GOAL OF THE EXERCISE » Among the entries that follow, the required portion opens with the line containing "Where can the tree" and closes with the line containing "Target: sky". Give that portion again exactly, and nothing else.

══ EXTRACTED DATA ══

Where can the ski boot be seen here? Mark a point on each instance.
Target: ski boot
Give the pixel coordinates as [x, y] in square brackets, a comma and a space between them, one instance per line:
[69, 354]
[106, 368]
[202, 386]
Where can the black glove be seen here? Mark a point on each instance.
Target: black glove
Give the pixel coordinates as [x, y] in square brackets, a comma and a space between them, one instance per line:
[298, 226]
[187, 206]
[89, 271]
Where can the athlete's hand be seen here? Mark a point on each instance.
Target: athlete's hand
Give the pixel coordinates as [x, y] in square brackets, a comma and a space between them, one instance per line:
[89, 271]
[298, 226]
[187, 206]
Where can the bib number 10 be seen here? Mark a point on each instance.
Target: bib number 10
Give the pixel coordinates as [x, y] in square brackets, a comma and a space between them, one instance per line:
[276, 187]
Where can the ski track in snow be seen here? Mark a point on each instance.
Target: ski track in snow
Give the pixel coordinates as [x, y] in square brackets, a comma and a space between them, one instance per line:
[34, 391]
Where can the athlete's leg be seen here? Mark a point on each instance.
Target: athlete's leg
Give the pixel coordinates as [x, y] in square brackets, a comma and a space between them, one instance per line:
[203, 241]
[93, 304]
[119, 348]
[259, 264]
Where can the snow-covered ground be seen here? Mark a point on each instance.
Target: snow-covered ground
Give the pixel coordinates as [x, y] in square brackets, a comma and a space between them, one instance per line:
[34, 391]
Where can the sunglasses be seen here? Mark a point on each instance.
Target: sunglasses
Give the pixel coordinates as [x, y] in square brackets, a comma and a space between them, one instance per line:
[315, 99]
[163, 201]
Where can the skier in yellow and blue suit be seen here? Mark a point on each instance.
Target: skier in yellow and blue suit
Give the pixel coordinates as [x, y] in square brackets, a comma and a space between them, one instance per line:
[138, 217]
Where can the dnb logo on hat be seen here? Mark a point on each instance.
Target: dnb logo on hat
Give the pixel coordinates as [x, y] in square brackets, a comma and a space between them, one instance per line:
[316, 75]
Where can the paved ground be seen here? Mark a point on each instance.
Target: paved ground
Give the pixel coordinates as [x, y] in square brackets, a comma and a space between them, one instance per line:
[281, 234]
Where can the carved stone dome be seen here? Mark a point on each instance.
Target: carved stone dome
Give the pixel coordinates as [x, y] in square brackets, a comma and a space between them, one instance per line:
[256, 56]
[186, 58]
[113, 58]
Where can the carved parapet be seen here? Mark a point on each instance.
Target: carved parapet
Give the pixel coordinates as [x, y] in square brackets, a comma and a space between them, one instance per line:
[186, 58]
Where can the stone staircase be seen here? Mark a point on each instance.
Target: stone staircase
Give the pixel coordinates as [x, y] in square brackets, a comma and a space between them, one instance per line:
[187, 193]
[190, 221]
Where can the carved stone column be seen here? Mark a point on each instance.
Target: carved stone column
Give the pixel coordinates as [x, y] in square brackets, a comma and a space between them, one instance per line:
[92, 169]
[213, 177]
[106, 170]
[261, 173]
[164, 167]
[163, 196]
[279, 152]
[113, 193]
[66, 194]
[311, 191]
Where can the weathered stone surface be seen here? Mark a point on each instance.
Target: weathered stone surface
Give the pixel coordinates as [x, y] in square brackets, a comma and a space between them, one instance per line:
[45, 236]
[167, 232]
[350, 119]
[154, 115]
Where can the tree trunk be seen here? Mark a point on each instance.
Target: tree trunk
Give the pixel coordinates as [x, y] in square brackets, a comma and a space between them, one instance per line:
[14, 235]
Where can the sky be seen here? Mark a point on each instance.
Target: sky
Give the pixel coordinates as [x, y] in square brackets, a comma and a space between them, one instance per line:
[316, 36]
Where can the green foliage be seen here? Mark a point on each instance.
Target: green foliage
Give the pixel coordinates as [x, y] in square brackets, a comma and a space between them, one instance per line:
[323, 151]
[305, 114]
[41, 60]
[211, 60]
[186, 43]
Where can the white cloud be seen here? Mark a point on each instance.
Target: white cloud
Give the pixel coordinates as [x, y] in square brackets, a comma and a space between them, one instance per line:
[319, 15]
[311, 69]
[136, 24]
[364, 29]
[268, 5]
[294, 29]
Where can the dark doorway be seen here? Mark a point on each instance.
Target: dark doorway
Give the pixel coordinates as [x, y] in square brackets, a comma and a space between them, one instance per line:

═══

REPLY TO THE TASK »
Where can the tree trunk be seen here? Mark a point on each instance.
Target: tree trunk
Give the pixel coordinates as [x, y] in square brackets, a comma and a space between them, one instance per line:
[14, 235]
Where can the sky be seen here? Mark a point on each instance.
Target: sky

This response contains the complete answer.